====== Records supplied ======

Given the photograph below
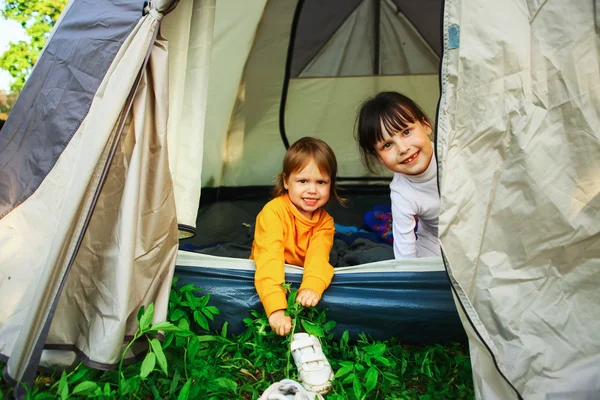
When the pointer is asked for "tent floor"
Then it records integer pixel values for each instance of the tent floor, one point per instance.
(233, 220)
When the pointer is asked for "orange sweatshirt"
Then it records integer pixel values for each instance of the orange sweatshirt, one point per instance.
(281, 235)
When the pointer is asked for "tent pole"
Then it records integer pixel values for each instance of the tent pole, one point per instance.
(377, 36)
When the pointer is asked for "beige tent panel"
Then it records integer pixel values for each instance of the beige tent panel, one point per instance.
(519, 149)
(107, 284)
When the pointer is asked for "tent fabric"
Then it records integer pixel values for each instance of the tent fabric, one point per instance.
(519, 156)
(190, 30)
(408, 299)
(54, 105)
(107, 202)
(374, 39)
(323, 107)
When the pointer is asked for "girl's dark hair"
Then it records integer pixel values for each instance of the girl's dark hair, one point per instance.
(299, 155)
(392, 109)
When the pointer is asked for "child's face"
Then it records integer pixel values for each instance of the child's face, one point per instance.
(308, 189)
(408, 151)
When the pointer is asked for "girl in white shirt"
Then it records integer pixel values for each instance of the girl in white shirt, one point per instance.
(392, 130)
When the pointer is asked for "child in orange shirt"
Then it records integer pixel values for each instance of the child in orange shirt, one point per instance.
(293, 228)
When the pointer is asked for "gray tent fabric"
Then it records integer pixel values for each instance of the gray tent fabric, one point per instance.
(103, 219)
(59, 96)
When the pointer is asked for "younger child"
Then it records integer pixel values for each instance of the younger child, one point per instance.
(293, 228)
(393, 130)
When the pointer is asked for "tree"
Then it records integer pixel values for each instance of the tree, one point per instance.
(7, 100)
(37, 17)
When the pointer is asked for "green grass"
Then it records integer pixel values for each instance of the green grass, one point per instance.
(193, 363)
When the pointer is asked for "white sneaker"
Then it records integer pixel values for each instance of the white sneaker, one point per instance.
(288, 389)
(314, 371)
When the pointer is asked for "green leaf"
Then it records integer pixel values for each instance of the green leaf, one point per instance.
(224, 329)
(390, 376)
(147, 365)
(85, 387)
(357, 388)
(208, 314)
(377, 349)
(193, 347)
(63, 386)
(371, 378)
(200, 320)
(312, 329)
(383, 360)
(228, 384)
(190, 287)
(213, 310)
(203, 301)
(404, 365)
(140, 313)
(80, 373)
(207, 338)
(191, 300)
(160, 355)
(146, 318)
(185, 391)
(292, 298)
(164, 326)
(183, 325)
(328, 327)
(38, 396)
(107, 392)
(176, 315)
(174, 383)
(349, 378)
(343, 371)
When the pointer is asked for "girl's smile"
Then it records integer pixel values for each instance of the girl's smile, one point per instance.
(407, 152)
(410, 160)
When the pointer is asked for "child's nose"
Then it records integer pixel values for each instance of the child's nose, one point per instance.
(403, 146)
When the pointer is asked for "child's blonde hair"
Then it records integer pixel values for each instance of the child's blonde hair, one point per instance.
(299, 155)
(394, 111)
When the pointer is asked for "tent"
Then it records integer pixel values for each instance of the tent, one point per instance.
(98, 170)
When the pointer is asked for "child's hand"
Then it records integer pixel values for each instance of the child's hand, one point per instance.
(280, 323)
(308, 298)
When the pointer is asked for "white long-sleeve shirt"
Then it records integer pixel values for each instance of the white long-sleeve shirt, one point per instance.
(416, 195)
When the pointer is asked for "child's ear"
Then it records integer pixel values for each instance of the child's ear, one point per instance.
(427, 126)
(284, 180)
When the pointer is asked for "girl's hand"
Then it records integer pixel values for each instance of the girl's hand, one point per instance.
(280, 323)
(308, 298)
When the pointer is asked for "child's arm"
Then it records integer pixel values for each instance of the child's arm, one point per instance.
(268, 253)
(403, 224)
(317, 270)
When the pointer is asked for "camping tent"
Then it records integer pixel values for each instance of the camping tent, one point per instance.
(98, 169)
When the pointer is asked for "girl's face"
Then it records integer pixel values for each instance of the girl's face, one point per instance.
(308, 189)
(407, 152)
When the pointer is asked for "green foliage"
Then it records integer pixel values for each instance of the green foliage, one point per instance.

======
====== Records supplied ======

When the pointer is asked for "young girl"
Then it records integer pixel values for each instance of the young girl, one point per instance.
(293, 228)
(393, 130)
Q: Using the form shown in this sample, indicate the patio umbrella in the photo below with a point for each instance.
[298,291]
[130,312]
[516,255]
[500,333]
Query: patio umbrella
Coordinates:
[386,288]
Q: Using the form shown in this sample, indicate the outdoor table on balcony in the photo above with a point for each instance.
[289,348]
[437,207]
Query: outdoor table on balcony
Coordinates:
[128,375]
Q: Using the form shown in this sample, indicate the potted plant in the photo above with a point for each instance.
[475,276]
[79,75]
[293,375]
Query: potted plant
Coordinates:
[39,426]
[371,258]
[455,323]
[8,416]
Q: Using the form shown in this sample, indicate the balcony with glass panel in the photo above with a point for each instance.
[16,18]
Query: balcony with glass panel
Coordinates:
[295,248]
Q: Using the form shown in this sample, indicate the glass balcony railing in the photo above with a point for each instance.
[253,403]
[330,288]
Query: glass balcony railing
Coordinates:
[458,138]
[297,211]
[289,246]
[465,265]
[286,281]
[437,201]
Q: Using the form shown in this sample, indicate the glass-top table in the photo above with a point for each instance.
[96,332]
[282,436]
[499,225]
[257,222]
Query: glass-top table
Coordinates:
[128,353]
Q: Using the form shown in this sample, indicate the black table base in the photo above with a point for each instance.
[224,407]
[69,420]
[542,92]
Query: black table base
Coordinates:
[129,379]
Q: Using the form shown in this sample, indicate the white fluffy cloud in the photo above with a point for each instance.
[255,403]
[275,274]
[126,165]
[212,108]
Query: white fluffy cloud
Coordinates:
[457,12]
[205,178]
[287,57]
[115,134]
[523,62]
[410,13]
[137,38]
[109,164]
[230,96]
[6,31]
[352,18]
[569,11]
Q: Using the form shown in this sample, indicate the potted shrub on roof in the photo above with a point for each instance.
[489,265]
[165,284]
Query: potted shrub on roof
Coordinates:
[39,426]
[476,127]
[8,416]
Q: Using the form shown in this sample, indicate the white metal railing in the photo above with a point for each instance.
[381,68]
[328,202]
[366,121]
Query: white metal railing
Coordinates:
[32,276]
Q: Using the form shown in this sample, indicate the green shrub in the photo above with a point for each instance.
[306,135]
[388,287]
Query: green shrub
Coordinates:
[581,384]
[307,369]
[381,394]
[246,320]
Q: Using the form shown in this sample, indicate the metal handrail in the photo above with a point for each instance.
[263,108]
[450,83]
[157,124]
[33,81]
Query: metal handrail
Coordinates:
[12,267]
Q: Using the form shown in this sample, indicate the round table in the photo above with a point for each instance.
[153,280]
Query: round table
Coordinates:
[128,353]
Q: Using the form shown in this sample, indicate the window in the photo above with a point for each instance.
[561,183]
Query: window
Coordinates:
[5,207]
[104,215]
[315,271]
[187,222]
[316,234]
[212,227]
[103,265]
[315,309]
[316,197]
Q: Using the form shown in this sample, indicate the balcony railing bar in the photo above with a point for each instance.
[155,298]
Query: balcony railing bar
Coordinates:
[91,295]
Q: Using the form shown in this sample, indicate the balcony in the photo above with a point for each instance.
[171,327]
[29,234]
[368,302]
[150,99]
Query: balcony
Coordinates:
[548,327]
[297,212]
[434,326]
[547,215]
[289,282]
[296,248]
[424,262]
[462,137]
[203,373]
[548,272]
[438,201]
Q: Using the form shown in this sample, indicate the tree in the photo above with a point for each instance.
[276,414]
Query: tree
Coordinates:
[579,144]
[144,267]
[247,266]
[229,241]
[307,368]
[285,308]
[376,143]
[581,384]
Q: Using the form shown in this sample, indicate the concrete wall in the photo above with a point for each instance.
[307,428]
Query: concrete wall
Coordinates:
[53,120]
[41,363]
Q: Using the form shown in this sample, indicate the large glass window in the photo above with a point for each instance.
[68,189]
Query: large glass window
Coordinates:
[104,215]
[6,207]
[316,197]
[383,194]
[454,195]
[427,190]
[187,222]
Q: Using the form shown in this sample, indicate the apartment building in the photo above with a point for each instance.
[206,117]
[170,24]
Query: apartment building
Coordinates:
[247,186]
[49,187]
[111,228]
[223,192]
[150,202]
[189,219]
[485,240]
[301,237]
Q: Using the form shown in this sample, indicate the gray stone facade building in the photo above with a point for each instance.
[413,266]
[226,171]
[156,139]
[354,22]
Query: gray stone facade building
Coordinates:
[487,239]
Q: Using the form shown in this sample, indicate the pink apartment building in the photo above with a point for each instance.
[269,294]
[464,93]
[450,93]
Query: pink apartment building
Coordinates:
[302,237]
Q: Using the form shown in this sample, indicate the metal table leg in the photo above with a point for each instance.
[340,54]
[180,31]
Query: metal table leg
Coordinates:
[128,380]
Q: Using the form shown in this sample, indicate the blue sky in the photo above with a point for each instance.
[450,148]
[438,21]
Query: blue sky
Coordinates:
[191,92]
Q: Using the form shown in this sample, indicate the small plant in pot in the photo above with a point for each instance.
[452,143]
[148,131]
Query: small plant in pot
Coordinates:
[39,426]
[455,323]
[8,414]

======
====== Records supplied ======

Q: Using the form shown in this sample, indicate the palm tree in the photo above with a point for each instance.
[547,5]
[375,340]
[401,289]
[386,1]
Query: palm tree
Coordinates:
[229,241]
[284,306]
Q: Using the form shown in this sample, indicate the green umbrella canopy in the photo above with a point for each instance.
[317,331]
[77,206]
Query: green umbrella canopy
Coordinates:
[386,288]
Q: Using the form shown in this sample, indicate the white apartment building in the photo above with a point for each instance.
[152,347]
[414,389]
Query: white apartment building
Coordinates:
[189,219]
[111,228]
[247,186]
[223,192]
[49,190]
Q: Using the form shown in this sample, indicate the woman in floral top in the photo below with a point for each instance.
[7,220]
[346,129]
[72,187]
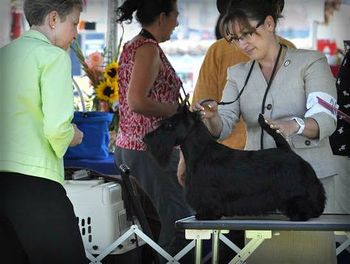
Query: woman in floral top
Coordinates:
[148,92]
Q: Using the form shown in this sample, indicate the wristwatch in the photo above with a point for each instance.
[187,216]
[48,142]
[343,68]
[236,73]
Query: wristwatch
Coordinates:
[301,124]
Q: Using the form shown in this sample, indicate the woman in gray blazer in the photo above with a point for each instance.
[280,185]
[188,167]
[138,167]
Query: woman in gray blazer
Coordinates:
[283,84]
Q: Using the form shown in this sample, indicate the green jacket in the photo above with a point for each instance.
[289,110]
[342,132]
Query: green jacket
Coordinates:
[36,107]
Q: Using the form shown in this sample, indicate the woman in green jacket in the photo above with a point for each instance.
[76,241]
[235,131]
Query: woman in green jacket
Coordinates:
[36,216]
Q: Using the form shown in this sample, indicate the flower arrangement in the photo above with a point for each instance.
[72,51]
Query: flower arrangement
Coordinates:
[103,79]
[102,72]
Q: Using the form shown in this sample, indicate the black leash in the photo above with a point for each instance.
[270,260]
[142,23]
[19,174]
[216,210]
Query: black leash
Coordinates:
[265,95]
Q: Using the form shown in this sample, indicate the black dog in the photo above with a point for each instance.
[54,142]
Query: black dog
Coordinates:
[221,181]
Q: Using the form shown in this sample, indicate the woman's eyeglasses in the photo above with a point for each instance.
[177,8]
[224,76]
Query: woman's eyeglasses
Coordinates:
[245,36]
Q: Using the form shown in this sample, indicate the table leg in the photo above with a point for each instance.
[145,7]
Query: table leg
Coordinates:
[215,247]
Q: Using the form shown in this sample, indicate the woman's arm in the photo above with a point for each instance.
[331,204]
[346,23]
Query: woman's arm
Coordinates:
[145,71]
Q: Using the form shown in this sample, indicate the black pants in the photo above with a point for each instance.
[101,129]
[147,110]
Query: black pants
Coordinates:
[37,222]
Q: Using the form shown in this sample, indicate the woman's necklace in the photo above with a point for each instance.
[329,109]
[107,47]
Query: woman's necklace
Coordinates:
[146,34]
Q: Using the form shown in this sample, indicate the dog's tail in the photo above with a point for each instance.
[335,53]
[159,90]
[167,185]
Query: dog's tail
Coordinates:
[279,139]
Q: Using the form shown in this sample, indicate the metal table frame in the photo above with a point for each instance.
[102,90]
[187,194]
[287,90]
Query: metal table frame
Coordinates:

======

What the task asks:
Search the entries for the word "blue". Copy every line where it occurs.

Output of the task:
Q: Using the form shown in this sample, indicate the blue sky in the photo above with a point for each instance.
Query: blue sky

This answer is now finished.